Written by | 17 Sep 2012 | All Medical News

by Bruce Sylvester  –  Revamped ESC guidelines for the management of acute myocardial infarction in patients presenting with ST-segment elevation (STEMI) include issues of diagnosis and treatment before, during, and after hospitalization.

Presenters from the ESC Task Force emphasized the following points in their presentation at ESC 2012.

Regional networks should be designed to deliver reperfusion therapy quickly and effectively. Well-trained ambulance teams should quickly identify patients with STEMI and give initial treatment, including fibrinolysis, as needed. PCI-capable centers should provide such care on a 24/7 basis, and within 60 minutes from the initial contact. If the initial STEMI diagnosis is unequivocal,  patients should, if possible, go directly to the catheterisation laboratory in PCI-capable hospitals. If primary PCI is not possible within time limits, pre-hospital fibrinolysis should be considered, preferably with a fibrin-specific agent.

The Task Force set these specific quality-of-care  targets:
– First medical contact (FMC) to ECG: 10 minutes
FMC to reperfusion.

– Primary PCI: 90 minutes (60 minutes if patient
presents within 2 hours of onset, with large area at
risk, or directly to PCI-capable hospital).

– Fibrinolysis : 30 minutes.

– Acceptable delay for primary PCI rather than
fibrinolysis: 120 minutes (90 minutes if patient
presents within 2 hours of onset, with large area at
risk).

If pain and ECG changes stutter, reperfusion therapy is indicated in all patients within 12 hours of symptom onset, and beyond the 12 hour window. Clinicians may consider reperfusion therapy with primary PCI in stable patients presenting 12-24 hours after symptom onset. However, routine PCI of a totally occluded artery is not recommended beyond 24 hours after symptom onset in stable patients without signs of ischemia.

After successful fibrinolysis, stable patients should undergo coronary angiography within 3-24 hours after fibrinolysis initiation.

Stenting, with a drug-eluting stent in the absence of contraindications, is recommended for primary PCI. The intervention should be limited to the culprit vessel, except in cardiogenic shock and persistent ischemia. Clinicians should consider routine thrombus aspiration, but not use distal protection devices.

In primary PCI, preferably performed radially, recommended periprocedural antithrombotic medications include aspirin and either prasugrel (in clopidogrel-naïve patients over 75 years and without prior cerebrovascular events, and preferably >60 kg) or ticagrelor; otherwise, clopidogrel is recommended. Glycoprotein IIb/IIIa inhibitors can be used as bail-out therapy, also sparingly as adjunctive therapy or on an upstream basis. For anticoagulation, bivalirudin is recommended (with or without glycoprotein IIb/IIIa.). Enoxaparin is recommended as an alternative to unfractionated heparin.

────────────────────────────────────────

**Your goal:** In the article on the STEMI guidelines, what target does the Task Force set for the time from first medical contact to ECG? The records that follow come from a separate source unrelated to the text.

Natural-language descriptions of regions:
────────────────────────────────────────

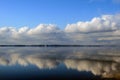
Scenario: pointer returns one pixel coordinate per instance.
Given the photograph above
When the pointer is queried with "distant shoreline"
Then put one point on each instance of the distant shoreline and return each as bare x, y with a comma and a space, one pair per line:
59, 45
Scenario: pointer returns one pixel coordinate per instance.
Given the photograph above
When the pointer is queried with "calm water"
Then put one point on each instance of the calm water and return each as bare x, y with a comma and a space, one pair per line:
69, 63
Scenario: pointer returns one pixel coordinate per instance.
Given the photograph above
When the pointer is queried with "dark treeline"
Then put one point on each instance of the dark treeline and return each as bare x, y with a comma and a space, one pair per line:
59, 45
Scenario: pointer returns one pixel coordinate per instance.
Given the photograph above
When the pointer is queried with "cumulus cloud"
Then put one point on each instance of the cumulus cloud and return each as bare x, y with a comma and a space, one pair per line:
102, 30
97, 24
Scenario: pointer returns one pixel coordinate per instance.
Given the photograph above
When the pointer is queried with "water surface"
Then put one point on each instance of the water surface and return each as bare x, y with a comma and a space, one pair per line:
69, 63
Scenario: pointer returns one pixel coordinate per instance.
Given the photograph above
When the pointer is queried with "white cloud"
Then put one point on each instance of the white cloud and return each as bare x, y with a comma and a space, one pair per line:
100, 29
97, 24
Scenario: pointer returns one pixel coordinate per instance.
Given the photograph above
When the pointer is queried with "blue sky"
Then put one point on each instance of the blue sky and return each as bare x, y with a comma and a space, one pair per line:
19, 13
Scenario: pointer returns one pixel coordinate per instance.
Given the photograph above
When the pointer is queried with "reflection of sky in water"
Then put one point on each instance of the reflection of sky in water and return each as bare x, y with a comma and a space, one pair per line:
103, 62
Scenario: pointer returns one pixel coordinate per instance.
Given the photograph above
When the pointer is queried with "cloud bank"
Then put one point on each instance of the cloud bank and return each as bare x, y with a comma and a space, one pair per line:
99, 30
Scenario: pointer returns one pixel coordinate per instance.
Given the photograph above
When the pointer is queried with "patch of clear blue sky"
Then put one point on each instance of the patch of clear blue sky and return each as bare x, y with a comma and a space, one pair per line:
19, 13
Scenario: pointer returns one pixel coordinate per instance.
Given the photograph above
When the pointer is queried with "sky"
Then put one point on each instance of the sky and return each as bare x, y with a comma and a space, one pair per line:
60, 22
19, 13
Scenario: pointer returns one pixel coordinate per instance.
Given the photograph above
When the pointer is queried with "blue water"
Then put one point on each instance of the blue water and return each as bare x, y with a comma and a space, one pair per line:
33, 63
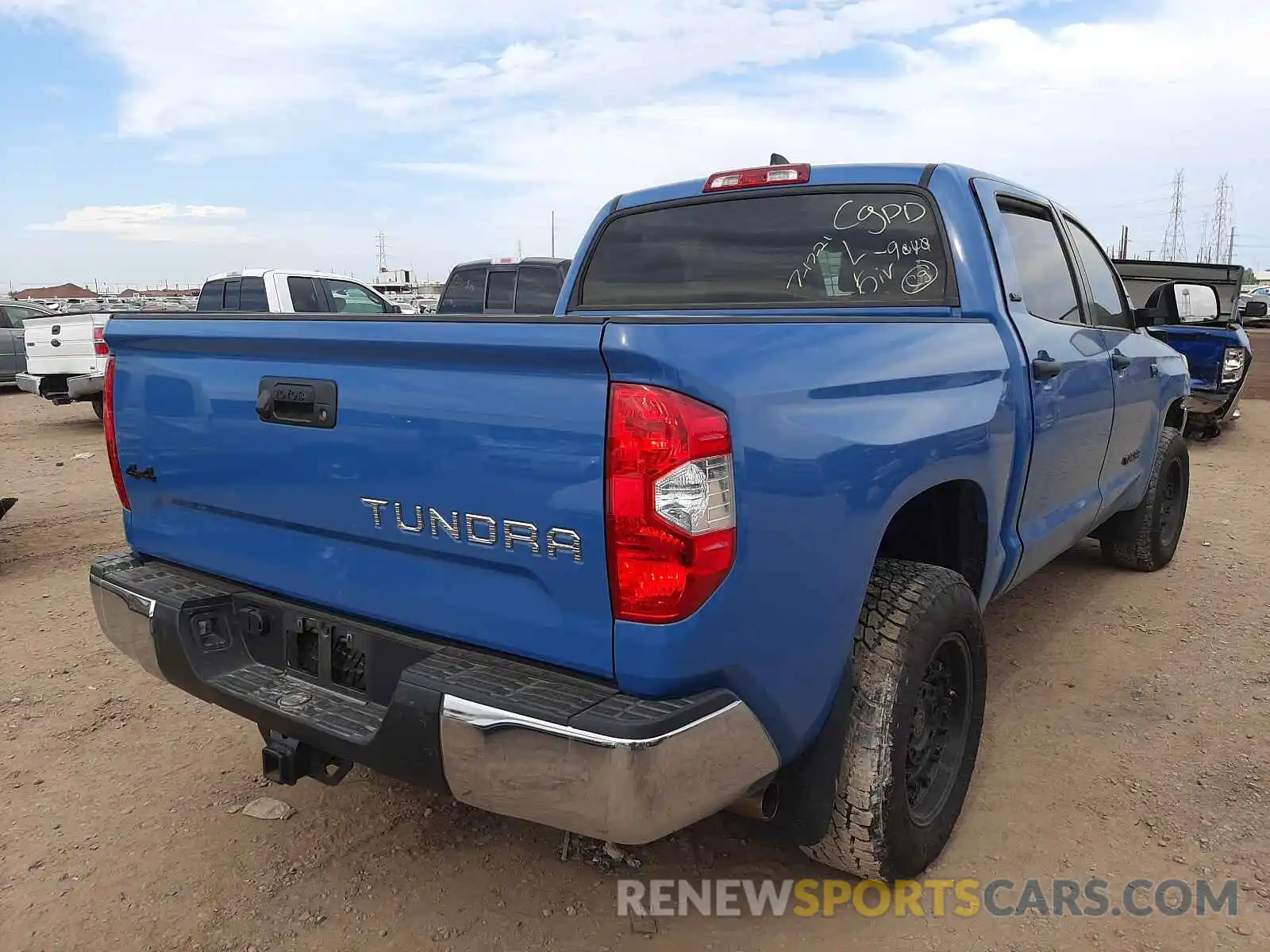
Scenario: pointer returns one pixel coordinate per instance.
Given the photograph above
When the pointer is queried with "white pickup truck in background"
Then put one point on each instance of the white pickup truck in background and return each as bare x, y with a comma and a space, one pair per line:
268, 290
67, 359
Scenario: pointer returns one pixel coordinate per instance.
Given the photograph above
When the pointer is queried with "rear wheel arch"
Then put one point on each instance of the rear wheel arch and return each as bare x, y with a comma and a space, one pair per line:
1175, 416
945, 524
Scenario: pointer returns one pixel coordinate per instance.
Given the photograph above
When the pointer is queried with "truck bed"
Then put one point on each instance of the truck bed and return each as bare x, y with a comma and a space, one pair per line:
457, 488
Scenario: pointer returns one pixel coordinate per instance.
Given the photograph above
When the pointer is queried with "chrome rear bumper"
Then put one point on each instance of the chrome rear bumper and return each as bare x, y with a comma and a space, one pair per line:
632, 785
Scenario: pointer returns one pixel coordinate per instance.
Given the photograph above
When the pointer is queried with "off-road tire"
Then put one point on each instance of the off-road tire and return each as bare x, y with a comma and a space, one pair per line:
1146, 539
911, 609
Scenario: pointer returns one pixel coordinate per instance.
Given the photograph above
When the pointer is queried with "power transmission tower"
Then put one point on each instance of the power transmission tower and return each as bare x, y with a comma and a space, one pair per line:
1175, 232
1221, 220
1202, 255
381, 245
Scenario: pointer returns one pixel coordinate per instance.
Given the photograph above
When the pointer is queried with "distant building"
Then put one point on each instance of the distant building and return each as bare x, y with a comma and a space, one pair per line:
63, 292
391, 282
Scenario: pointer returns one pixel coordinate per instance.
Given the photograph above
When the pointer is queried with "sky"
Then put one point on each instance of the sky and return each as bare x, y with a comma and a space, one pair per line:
159, 141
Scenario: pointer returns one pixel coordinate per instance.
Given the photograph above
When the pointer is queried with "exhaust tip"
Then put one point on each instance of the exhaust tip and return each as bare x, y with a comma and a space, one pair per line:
761, 805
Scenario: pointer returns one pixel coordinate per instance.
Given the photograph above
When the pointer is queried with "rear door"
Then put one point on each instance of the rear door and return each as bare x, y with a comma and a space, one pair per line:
1130, 451
1071, 368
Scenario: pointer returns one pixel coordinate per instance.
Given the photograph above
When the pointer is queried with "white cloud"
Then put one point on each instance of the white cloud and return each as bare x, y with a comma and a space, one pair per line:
152, 222
529, 106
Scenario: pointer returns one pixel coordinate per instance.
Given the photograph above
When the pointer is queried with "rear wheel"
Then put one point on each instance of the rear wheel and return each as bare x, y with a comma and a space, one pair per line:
920, 682
1146, 539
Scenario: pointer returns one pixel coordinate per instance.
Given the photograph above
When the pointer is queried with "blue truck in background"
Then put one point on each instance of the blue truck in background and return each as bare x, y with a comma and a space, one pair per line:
1210, 336
714, 535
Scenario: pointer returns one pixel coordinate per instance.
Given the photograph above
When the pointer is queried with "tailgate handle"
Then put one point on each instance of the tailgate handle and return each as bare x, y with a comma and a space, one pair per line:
298, 403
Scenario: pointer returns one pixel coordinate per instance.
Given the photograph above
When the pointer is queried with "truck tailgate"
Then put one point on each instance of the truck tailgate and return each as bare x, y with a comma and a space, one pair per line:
61, 344
457, 493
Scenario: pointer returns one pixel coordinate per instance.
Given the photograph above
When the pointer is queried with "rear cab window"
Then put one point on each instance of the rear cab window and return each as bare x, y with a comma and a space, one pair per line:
234, 295
464, 292
537, 290
501, 291
842, 248
349, 298
211, 298
305, 295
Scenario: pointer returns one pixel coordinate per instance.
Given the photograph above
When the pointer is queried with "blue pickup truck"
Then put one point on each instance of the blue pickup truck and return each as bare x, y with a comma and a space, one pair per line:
715, 533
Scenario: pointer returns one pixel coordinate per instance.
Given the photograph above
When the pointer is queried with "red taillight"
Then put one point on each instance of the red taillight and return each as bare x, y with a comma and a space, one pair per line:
112, 446
756, 178
672, 514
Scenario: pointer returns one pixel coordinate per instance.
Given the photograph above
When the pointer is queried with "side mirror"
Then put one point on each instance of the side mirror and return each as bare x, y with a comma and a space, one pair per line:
1195, 304
1179, 302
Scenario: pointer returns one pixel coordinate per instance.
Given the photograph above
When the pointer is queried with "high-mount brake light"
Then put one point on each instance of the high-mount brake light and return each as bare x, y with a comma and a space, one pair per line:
112, 444
671, 509
757, 178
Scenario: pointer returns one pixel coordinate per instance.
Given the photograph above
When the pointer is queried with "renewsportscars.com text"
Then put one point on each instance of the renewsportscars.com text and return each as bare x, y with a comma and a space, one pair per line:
1136, 898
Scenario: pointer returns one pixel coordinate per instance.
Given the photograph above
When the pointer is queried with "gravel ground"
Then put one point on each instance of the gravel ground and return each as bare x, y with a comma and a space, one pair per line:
1128, 735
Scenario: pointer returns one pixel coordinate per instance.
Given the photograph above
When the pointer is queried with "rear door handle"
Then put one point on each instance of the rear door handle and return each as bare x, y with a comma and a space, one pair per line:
298, 403
1045, 367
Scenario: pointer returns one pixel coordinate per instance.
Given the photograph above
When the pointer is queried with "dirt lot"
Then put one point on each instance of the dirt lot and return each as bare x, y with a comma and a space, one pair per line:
1128, 735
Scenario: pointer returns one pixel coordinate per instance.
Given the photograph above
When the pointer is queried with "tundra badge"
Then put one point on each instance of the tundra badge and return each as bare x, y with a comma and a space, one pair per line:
478, 530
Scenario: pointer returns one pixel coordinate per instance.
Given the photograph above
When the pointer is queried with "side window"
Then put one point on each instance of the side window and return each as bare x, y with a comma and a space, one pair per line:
347, 298
253, 298
537, 290
211, 298
501, 291
1049, 287
304, 296
465, 292
1106, 305
233, 295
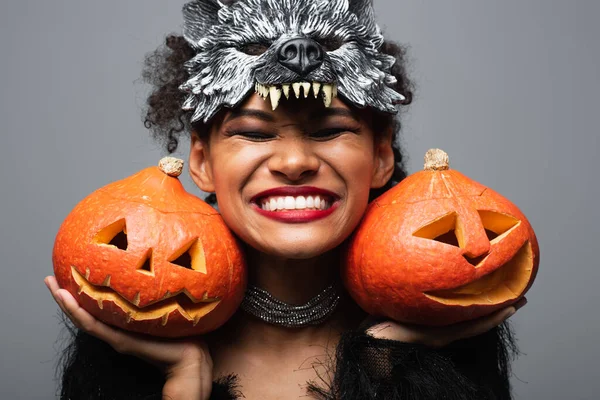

────────────────────────────────────────

**Finished task:** 10 minutes